┌─ Material provided
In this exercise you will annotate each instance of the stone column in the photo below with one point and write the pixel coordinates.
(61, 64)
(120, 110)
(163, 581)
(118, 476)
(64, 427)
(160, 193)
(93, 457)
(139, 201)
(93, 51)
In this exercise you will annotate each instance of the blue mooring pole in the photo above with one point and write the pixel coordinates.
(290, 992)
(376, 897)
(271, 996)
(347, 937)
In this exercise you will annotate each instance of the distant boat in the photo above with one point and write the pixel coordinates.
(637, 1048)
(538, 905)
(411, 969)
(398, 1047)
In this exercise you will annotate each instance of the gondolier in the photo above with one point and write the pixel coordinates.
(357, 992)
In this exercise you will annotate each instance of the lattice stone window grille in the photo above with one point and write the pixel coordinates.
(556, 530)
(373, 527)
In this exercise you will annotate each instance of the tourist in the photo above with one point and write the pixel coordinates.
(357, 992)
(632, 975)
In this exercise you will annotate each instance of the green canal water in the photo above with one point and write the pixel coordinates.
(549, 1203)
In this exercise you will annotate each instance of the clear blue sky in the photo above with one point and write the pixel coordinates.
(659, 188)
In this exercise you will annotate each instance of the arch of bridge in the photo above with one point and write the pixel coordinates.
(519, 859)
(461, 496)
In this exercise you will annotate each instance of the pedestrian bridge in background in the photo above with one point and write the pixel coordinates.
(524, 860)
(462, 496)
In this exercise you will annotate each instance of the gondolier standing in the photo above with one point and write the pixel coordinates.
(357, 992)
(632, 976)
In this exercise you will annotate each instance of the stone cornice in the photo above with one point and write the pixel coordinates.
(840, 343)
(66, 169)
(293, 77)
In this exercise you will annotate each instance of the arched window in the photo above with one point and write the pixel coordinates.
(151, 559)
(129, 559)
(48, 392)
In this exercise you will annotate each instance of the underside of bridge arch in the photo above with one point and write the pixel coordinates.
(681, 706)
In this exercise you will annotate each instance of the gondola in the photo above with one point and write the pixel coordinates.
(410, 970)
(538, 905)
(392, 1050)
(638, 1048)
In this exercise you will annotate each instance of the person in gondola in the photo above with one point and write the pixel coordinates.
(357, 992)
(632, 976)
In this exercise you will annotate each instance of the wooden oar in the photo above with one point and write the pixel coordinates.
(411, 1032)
└─
Repeat the records above exactly as they appear.

Answer:
In this exercise you will annotate each instance of the stone column in the photo below with one point and write the pixel coordinates.
(61, 64)
(120, 110)
(163, 581)
(118, 476)
(64, 427)
(160, 193)
(93, 457)
(139, 201)
(93, 51)
In this exercise you will annotate each instance of the blue mooring pole in the photo above with one point and write the pixel coordinates.
(290, 992)
(376, 897)
(271, 996)
(347, 937)
In this exercise you will annotate each instance of the distant boat in the photo above with one point and write the pixel coordinates.
(637, 1048)
(538, 905)
(411, 969)
(398, 1047)
In this exercise you will annotate each instance of the gondolier in the photo above with one point and write the pixel coordinates.
(357, 992)
In this exercise you will annotate each instance of the lattice stone window grille in the photo above with one point and write the pixel coordinates.
(556, 530)
(373, 527)
In this exercise you will annotate each instance of the tourist in the photo above with one point and write the pixel coordinates.
(357, 992)
(632, 975)
In this exercise you will annotate each instance of the green canal water in the photo above with one point and write the pixel coordinates.
(549, 1203)
In this exercise you will annotate each instance of the clear blue sky in the photo above with one point and write the pixel coordinates.
(659, 188)
In this exercise you will annotate each instance of the arch of bridge in the photo above with one point and write the pixel coordinates.
(519, 859)
(461, 496)
In this exercise you will annotate each instance of the pedestrian bridge in background in the photo above with one point and write the pixel coordinates.
(524, 860)
(462, 496)
In this exercise you will annotate each instance of the gondolier standing in the photo above with one point and write the pixel coordinates.
(357, 992)
(632, 976)
In this exercise you will annotate each instance of the stone cornice in the photo above with one point and write the pixel coordinates.
(840, 343)
(66, 169)
(293, 77)
In this exercise you will annotate each instance of the arched window in the photo above with one point and write the pixel coordinates.
(151, 559)
(129, 559)
(48, 392)
In this exercise you will annotate each instance of the underside of bridge arch in the photo above with one point and write the pixel coordinates.
(681, 706)
In this exercise you will annotate each instance of the gondola in the photo above with one point and write the pixel coordinates.
(410, 970)
(538, 905)
(392, 1050)
(638, 1048)
In this exercise you will annotate each instance of the person in gondola in the photo above with one point and write the pixel coordinates.
(357, 992)
(632, 976)
In this exercise you will annotate each instance of the wooden oar in the photo above with one point and write the pixel coordinates.
(411, 1032)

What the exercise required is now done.